▸ TO DO
Your answer should be a faithful copy of the entire listing.

▸ EXTRACTED MATERIAL
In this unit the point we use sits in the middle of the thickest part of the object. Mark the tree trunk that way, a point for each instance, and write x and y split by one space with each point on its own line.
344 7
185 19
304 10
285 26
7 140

▸ SOLUTION FOR THIS TASK
In this unit the point we use sits in the middle of the thickest part of the object. Mark the tree trunk that way, a point for each instance, and write x and y split by one space with each point on its own line.
344 7
185 19
304 10
285 26
7 140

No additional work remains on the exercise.